[Excerpted passage]
# Can cost of repair/replacement appliance be written off against tax?



## Neil_Ireland (27 Feb 2012)

Hi all, newbie landlord question.

My ppr is rented, the dishwasher has broken. Can the cost of repair or cost of replacement be written of against tax?

Thanks


----------



## Brown (27 Feb 2012)

Yes


----------



## Neil_Ireland (28 Feb 2012)

Brown said:


> Yes



Thanks.

Both repair or replacement can be claimed?


----------



## sam h (28 Feb 2012)

Neil_Ireland said:


> Hi all, newbie landlord question.
> 
> My ppr is rented, the dishwasher has broken. Can the cost of repair or cost of replacement be written of against tax?
> 
> Thanks


 
Can you clarify - I'm reading it that your former PPR is now rented out to another person.....is that correct ?  (I'm assuming so as you said "newbie landlord")

If so, it is no longer your PRR (as I assume you have moved elsewhere) & you must have paid your NPPR tax in order to write of 75% mortgage interest.  

Not having paid this will not affect your ability to claim for the dishwasher repair *BUT* will leave you exposed to late fees for non payment of the NPPR tax & the inability to claim on your interest - either of which will probably be far higher than the fee charged for NPPR.

I am not an accountant so if I've not been 100% accurate, maybe somebody else can clarify.


----------



## mandelbrot (28 Feb 2012)

Records excerpted from a collection
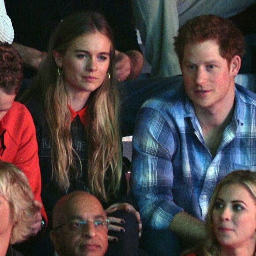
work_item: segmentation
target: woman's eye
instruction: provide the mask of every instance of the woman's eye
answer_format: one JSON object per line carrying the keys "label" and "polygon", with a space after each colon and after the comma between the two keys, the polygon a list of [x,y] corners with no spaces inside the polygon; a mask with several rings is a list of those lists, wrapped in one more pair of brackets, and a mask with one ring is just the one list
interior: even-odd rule
{"label": "woman's eye", "polygon": [[72,222],[70,223],[70,226],[73,228],[79,228],[81,226],[81,223],[79,222]]}
{"label": "woman's eye", "polygon": [[222,209],[224,207],[223,204],[221,202],[216,202],[214,204],[214,208],[219,209]]}
{"label": "woman's eye", "polygon": [[241,211],[242,210],[244,210],[245,207],[243,206],[242,206],[241,204],[239,203],[236,203],[233,205],[233,209],[234,211]]}

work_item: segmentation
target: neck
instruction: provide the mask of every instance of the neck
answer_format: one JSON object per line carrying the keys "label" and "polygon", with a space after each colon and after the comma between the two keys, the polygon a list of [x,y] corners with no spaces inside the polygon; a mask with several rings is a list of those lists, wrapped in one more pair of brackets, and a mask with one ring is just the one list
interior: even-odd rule
{"label": "neck", "polygon": [[84,107],[90,94],[90,93],[88,92],[83,92],[80,94],[68,92],[68,103],[75,111],[79,111]]}
{"label": "neck", "polygon": [[0,237],[1,244],[0,245],[0,256],[5,256],[8,250],[10,243],[10,237]]}
{"label": "neck", "polygon": [[253,256],[255,255],[255,245],[252,246],[245,246],[240,248],[222,248],[220,256]]}

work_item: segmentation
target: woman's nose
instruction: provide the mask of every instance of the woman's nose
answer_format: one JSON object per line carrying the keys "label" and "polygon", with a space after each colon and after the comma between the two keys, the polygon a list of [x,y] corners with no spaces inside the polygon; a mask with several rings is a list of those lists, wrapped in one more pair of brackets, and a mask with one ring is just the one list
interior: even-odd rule
{"label": "woman's nose", "polygon": [[232,213],[231,210],[228,207],[225,207],[221,214],[221,218],[222,220],[230,220],[231,218]]}

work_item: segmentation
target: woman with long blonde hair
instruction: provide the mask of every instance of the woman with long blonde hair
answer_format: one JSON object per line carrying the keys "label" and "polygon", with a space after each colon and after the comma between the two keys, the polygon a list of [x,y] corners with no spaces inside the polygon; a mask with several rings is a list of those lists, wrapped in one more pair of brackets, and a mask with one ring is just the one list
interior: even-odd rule
{"label": "woman with long blonde hair", "polygon": [[[101,201],[108,215],[118,218],[108,216],[109,230],[115,232],[109,234],[120,246],[128,230],[116,223],[135,222],[136,229],[132,230],[137,235],[129,236],[138,240],[140,226],[137,222],[140,220],[123,198],[127,185],[122,171],[114,57],[111,30],[104,18],[92,12],[72,15],[53,33],[48,55],[22,101],[37,129],[42,199],[50,226],[58,200],[71,192],[85,190]],[[130,220],[123,219],[127,217]],[[117,251],[112,244],[109,255],[133,253],[131,247]]]}

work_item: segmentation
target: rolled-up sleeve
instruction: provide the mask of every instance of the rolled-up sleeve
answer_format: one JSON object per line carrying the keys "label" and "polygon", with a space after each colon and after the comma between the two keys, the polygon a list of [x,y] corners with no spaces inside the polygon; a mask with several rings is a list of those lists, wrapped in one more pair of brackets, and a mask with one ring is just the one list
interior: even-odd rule
{"label": "rolled-up sleeve", "polygon": [[172,157],[174,127],[157,111],[139,111],[133,138],[131,189],[138,201],[143,226],[167,229],[183,209],[173,202]]}

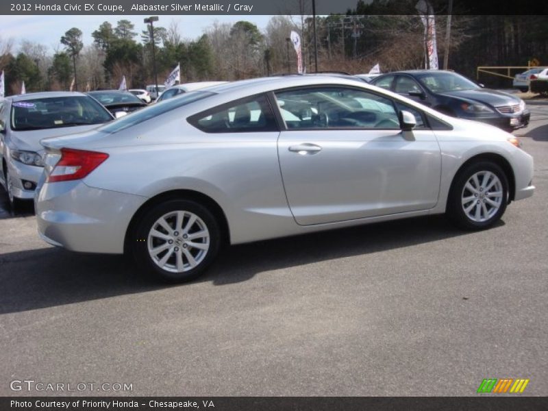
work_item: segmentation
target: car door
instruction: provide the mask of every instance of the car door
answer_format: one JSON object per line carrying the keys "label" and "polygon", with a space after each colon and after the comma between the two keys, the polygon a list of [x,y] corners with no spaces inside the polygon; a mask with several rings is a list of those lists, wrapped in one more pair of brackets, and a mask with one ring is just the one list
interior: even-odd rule
{"label": "car door", "polygon": [[295,221],[308,225],[433,208],[440,153],[421,123],[412,139],[388,97],[346,86],[275,93],[284,187]]}
{"label": "car door", "polygon": [[410,75],[399,75],[396,77],[396,81],[394,83],[394,92],[428,107],[432,105],[428,93],[416,80]]}

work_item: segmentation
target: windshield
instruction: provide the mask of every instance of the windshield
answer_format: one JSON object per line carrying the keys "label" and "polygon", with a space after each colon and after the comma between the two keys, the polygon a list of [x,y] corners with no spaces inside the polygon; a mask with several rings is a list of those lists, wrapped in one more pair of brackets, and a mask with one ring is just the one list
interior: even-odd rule
{"label": "windshield", "polygon": [[125,91],[90,91],[88,94],[101,104],[142,103],[140,99]]}
{"label": "windshield", "polygon": [[214,94],[214,92],[211,92],[210,91],[187,92],[181,95],[180,97],[156,103],[138,112],[134,112],[131,114],[119,119],[116,121],[113,121],[110,124],[99,127],[99,129],[106,133],[116,133],[175,108],[186,105],[192,101],[206,99]]}
{"label": "windshield", "polygon": [[17,131],[102,124],[111,120],[108,112],[87,96],[46,97],[12,103],[12,129]]}
{"label": "windshield", "polygon": [[475,90],[480,86],[456,73],[427,73],[418,75],[423,84],[432,92]]}

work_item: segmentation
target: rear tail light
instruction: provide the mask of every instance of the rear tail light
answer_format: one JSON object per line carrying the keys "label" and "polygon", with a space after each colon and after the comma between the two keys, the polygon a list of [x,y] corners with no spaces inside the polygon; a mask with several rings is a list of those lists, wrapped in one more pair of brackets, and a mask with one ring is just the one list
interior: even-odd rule
{"label": "rear tail light", "polygon": [[81,179],[108,158],[97,151],[61,149],[61,158],[46,180],[49,183]]}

[Set problem] Write what follows in the forum thread on claiming dishwasher repair or replacement against tax, picking up after its last line.

[Exercise answer]
sam h said:


> Can you clarify - I'm reading it that your former PPR is now rented out to another person.....is that correct ? (I'm assuming so as you said "newbie landlord")
> 
> If so, it is no longer your PRR (as I assume you have moved elsewhere) & you must have paid your NPPR tax in order to write of 75% mortgage interest.
> 
> ...


 
I think you are confusing the NPPR with the requirement to register tenancies with the PRTB (Private Residential Tenancies Board https://www.prtb.ie/) - AFAIK this is the only requirement in order for mortgage interest to be deductible.

Having said that, OP should still make sure they pay the NPPR as well, as the penalties are quite punitive for non-payment / late payment.


----------



## sam h (28 Feb 2012)

mandelbrot - of course, you are correct!! I should have said PRTB, my mistake.

So:
PRTB - €90 in order to be compliant with the law & to be able to claim 75% of mortgage interest (it is payable even if you have no mortgage interest to claim)
NPPR - €200 & late fees apply very quickly & excessively
Household charge - €100 & more late fees

€390 (assuming all paid in good time) & God only knows what it will be next year !!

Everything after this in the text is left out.